Recopiez intégralement le texte ci-dessous sur le rôle de l'inotocine chez les fourmis, sans y changer un seul mot ni signe.

TEXTE À LIRE:
▬▬▬▬▬▬

La répartition du travail au sein des colonies de fourmis évolue avec l’âge des individus. Durant leurs premiers mois de vie, les jeunes ouvrières sont confinées au soin du couvain. Ce n’est qu’une fois adultes qu’elles pourront sortir du nid et seront exposées aux dangers du monde extérieur. L’équipe du Prof. Laurent Keller, au Département d’écologie et évolution de l’UNIL, en partenariat avec des chercheurs japonais, démontre qu’une hormone spécifique – l’inotocine – joue un rôle protecteur essentiel dans cette évolution. Leurs résultats sont à découvrir dans l’édition du 6 mars 2019 de la revue «PNAS».

▬▬▬▬▬▬

MATÉRIEL FOURNI:
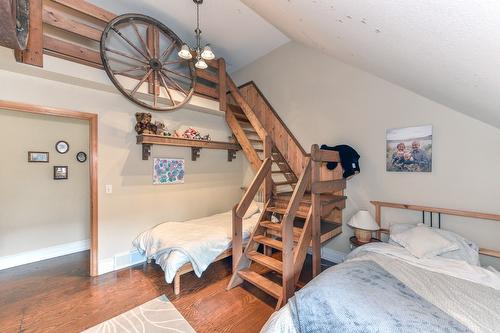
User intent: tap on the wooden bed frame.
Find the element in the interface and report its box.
[371,201,500,258]
[173,248,239,295]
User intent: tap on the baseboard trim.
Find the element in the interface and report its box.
[0,239,90,270]
[98,249,146,275]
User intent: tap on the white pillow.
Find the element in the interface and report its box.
[243,201,260,220]
[390,225,458,258]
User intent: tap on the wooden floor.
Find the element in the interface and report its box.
[0,251,336,333]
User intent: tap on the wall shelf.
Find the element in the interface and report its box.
[137,134,241,162]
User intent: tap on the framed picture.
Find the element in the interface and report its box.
[386,125,432,172]
[153,158,184,185]
[28,151,49,163]
[76,151,87,163]
[54,165,68,180]
[56,140,69,154]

▬▬▬▬▬▬

RÉSULTAT:
La répartition du travail au sein des colonies de fourmis évolue avec l’âge des individus. Durant leurs premiers mois de vie, les jeunes ouvrières sont confinées au soin du couvain. Ce n’est qu’une fois adultes qu’elles pourront sortir du nid et seront exposées aux dangers du monde extérieur. L’équipe du Prof. Laurent Keller, au Département d’écologie et évolution de l’UNIL, en partenariat avec des chercheurs japonais, démontre qu’une hormone spécifique – l’inotocine – joue un rôle protecteur essentiel dans cette évolution. Leurs résultats sont à découvrir dans l’édition du 6 mars 2019 de la revue «PNAS».